▶ What you are asked to do
Nothing in the entries may change when they are transcribed.
++++++
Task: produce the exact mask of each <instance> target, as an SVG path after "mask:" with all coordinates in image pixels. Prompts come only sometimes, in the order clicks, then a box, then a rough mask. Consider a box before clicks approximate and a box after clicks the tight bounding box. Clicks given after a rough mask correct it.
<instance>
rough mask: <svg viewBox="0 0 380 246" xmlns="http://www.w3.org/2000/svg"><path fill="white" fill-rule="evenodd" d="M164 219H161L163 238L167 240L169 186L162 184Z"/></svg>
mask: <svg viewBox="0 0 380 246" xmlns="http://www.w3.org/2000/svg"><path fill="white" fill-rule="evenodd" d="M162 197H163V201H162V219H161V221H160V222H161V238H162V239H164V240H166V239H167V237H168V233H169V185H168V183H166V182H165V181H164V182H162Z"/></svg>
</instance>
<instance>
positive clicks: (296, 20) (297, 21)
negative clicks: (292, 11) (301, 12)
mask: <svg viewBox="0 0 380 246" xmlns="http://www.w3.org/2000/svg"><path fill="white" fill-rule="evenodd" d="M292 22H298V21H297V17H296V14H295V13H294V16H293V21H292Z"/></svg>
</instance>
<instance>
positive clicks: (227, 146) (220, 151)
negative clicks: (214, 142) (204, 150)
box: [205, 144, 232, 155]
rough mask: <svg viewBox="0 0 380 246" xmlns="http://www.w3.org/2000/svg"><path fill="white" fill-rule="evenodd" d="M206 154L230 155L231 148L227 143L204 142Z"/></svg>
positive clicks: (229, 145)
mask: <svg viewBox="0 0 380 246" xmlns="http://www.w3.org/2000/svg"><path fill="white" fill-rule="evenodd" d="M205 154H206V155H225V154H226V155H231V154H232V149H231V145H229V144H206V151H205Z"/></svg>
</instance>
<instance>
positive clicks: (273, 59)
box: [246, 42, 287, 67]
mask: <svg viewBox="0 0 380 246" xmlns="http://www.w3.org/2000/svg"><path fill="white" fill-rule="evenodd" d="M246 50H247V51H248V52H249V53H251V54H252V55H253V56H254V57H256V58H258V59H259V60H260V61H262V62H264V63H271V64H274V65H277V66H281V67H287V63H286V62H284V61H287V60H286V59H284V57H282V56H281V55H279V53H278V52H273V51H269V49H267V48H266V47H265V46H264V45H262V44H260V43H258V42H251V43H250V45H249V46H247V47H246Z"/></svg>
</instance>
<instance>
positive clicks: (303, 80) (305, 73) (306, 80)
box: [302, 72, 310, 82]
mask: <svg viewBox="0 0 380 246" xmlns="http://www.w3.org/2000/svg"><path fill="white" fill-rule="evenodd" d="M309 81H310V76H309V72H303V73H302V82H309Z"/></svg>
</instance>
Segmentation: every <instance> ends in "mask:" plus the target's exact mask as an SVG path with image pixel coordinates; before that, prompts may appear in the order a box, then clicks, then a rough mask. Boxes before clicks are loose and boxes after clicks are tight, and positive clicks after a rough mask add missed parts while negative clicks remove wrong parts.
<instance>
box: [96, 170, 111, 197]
++++++
▶ Exercise result
Task: produce the exact mask of each <instance> target, as an SVG path after "mask:" with all coordinates in image pixels. Prompts come only sometimes, in the order clicks, then a box, then a rough mask. Consider a box before clicks approximate and a box after clicks the tight bounding box. Clicks given after a rough mask correct it.
<instance>
rough mask: <svg viewBox="0 0 380 246" xmlns="http://www.w3.org/2000/svg"><path fill="white" fill-rule="evenodd" d="M164 219H161L163 238L167 240L169 186L162 184Z"/></svg>
mask: <svg viewBox="0 0 380 246" xmlns="http://www.w3.org/2000/svg"><path fill="white" fill-rule="evenodd" d="M162 197H163V201H162V219H161V221H160V222H161V238H162V239H164V240H166V239H167V237H168V233H169V185H168V183H166V182H165V181H164V182H162Z"/></svg>
</instance>
<instance>
positive clicks: (296, 20) (297, 21)
negative clicks: (292, 11) (301, 12)
mask: <svg viewBox="0 0 380 246" xmlns="http://www.w3.org/2000/svg"><path fill="white" fill-rule="evenodd" d="M292 22H298V21H297V17H296V14H295V13H294V16H293V21H292Z"/></svg>
</instance>
<instance>
positive clicks: (227, 146) (220, 151)
negative clicks: (214, 142) (204, 150)
box: [205, 144, 232, 155]
rough mask: <svg viewBox="0 0 380 246" xmlns="http://www.w3.org/2000/svg"><path fill="white" fill-rule="evenodd" d="M206 154L230 155L231 148L227 143L204 142Z"/></svg>
positive clicks: (229, 145)
mask: <svg viewBox="0 0 380 246" xmlns="http://www.w3.org/2000/svg"><path fill="white" fill-rule="evenodd" d="M205 154H206V155H225V154H226V155H231V154H232V149H231V145H229V144H206V151H205Z"/></svg>
</instance>
<instance>
positive clicks: (273, 59)
box: [246, 42, 287, 67]
mask: <svg viewBox="0 0 380 246" xmlns="http://www.w3.org/2000/svg"><path fill="white" fill-rule="evenodd" d="M246 50H247V51H248V52H249V53H251V54H252V55H253V56H254V57H256V58H258V59H259V60H260V61H262V62H264V63H271V64H274V65H277V66H281V67H287V63H286V62H284V61H287V60H286V59H284V57H282V56H281V55H279V53H278V52H273V51H269V49H267V48H266V47H265V46H264V45H262V44H260V43H258V42H251V43H250V45H249V46H247V47H246Z"/></svg>
</instance>
<instance>
positive clicks: (303, 80) (305, 73) (306, 80)
box: [302, 72, 310, 82]
mask: <svg viewBox="0 0 380 246" xmlns="http://www.w3.org/2000/svg"><path fill="white" fill-rule="evenodd" d="M309 81H310V76H309V72H303V73H302V82H309Z"/></svg>
</instance>
Segmentation: every <instance> ends in "mask:" plus the target's exact mask as an SVG path with image pixel coordinates; before that, prompts may appear in the order a box, then clicks, then a rough mask. Boxes before clicks are loose and boxes after clicks are tight, and positive clicks after a rough mask add missed parts while negative clicks remove wrong parts.
<instance>
box: [96, 170, 111, 197]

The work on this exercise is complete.